# Records for the exercise:

· · ·

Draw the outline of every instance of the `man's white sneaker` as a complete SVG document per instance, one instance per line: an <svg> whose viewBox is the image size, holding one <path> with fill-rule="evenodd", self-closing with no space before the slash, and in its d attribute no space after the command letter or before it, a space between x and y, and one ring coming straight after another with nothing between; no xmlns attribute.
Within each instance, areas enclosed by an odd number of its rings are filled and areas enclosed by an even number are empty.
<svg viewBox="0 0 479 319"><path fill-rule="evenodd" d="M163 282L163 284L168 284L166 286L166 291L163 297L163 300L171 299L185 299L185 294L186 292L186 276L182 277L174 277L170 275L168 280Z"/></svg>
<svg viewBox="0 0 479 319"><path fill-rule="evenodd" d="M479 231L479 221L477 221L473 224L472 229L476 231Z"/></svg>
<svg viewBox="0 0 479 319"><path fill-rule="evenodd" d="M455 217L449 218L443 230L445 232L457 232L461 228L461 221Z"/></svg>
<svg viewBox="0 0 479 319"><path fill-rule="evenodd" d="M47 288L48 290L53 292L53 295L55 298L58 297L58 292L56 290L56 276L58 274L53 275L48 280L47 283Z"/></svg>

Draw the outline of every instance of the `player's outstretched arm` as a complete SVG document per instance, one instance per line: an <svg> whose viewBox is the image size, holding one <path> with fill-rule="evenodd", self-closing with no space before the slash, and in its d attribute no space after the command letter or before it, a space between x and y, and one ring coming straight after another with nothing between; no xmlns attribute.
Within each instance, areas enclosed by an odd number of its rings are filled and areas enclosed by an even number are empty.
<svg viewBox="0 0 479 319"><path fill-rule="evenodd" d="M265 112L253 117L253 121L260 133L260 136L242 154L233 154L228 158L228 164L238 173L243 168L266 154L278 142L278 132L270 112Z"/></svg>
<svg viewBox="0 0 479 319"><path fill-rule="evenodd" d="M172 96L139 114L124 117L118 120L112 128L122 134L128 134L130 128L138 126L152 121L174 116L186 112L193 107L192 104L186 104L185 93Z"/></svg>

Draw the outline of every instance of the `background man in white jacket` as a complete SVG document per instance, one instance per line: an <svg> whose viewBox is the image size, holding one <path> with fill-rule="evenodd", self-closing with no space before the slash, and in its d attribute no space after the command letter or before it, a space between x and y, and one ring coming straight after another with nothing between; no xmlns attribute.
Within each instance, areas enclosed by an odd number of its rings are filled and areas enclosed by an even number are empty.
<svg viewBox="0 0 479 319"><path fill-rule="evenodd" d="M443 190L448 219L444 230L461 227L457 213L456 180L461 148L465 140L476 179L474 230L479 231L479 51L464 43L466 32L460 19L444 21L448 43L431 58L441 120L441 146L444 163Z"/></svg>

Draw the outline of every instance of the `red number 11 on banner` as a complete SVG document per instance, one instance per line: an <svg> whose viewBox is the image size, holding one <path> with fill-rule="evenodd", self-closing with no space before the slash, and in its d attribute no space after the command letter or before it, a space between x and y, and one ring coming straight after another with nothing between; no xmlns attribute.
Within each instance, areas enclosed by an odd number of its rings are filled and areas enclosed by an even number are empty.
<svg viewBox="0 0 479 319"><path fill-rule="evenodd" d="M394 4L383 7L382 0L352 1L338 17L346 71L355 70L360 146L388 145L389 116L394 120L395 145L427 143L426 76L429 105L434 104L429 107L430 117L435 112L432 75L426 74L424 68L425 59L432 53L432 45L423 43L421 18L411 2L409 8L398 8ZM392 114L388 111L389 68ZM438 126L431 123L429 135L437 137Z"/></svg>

· · ·

# Task to carry out:
Please rewrite every line of the listing above as a JSON list of strings, one string per line, leaving out blank lines.

# Result below:
[
  "Draw the outline of every instance of the `man's white sneaker` as a complete SVG document per instance, one instance per line: an <svg> whose viewBox is the image size, holding one <path> with fill-rule=\"evenodd\", self-closing with no space before the slash, and in its d attribute no space after the command letter or before it, a space between x and y, and one ring coming straight after another with nothing between; no xmlns attribute.",
  "Within each instance, areas enclosed by an odd number of its rings are filled and areas enclosed by an even number are empty.",
  "<svg viewBox=\"0 0 479 319\"><path fill-rule=\"evenodd\" d=\"M163 282L163 284L168 284L166 286L166 291L163 297L163 300L171 299L185 299L185 294L186 292L186 276L182 277L174 277L170 275L168 280Z\"/></svg>",
  "<svg viewBox=\"0 0 479 319\"><path fill-rule=\"evenodd\" d=\"M479 231L479 221L477 221L473 224L472 229L476 231Z\"/></svg>",
  "<svg viewBox=\"0 0 479 319\"><path fill-rule=\"evenodd\" d=\"M455 217L449 218L443 230L445 232L457 232L461 228L461 221Z\"/></svg>",
  "<svg viewBox=\"0 0 479 319\"><path fill-rule=\"evenodd\" d=\"M47 288L48 290L53 292L53 295L55 298L58 297L58 292L56 290L56 276L58 274L53 275L48 280L47 283Z\"/></svg>",
  "Draw the outline of every instance of the `player's outstretched arm` as a complete SVG document per instance, one instance per line: an <svg> whose viewBox is the image size, holding one <path> with fill-rule=\"evenodd\", self-closing with no space before the slash, and in its d attribute no space after the command letter or before it, a space between x and y, and one ring coming straight after another with nothing between; no xmlns attribute.",
  "Within each instance, areas enclosed by an odd number of its rings are filled and areas enclosed by an even number are empty.",
  "<svg viewBox=\"0 0 479 319\"><path fill-rule=\"evenodd\" d=\"M265 112L253 117L253 121L260 133L260 136L242 154L233 154L228 158L228 164L238 173L243 168L266 154L278 142L278 132L270 112Z\"/></svg>",
  "<svg viewBox=\"0 0 479 319\"><path fill-rule=\"evenodd\" d=\"M172 96L139 114L124 117L118 120L112 128L122 134L128 134L130 128L138 126L152 121L174 116L186 112L193 107L192 104L186 104L185 93Z\"/></svg>",
  "Draw the outline of every instance of the `background man in white jacket` as a complete SVG document per instance, one instance per line: an <svg> whose viewBox is the image size, holding one <path> with fill-rule=\"evenodd\", self-closing with no space before the slash, and in its d attribute no space after the command letter or before it, a space between x and y, and one ring coming straight after another with nothing between; no xmlns attribute.",
  "Within each instance, areas enclosed by an odd number of its rings are filled and areas enclosed by an even number are empty.",
  "<svg viewBox=\"0 0 479 319\"><path fill-rule=\"evenodd\" d=\"M443 190L448 219L444 230L461 227L457 213L456 180L461 148L465 140L476 179L474 230L479 231L479 51L464 43L466 32L460 19L444 21L448 43L431 58L441 120L441 146L444 163Z\"/></svg>",
  "Draw the outline of every instance of the `red number 11 on banner` as a complete SVG document per instance, one instance per line: an <svg> whose viewBox is the image size, holding one <path> with fill-rule=\"evenodd\", self-closing with no space before the slash, and in its d attribute no space after the command letter or before it, a space between x and y, and one ring coming straight after another with nothing between; no xmlns attribute.",
  "Within each instance, areas enclosed by an odd number of its rings are filled and areas enclosed by an even number are empty.",
  "<svg viewBox=\"0 0 479 319\"><path fill-rule=\"evenodd\" d=\"M394 4L383 7L382 0L352 1L338 17L346 71L355 70L360 146L388 145L389 116L394 120L395 145L427 143L426 76L429 105L434 104L429 107L430 117L435 112L432 75L426 74L424 68L425 59L432 53L432 45L423 43L421 18L411 2L409 8L398 8ZM392 114L388 111L389 68ZM438 126L431 123L429 135L437 137Z\"/></svg>"
]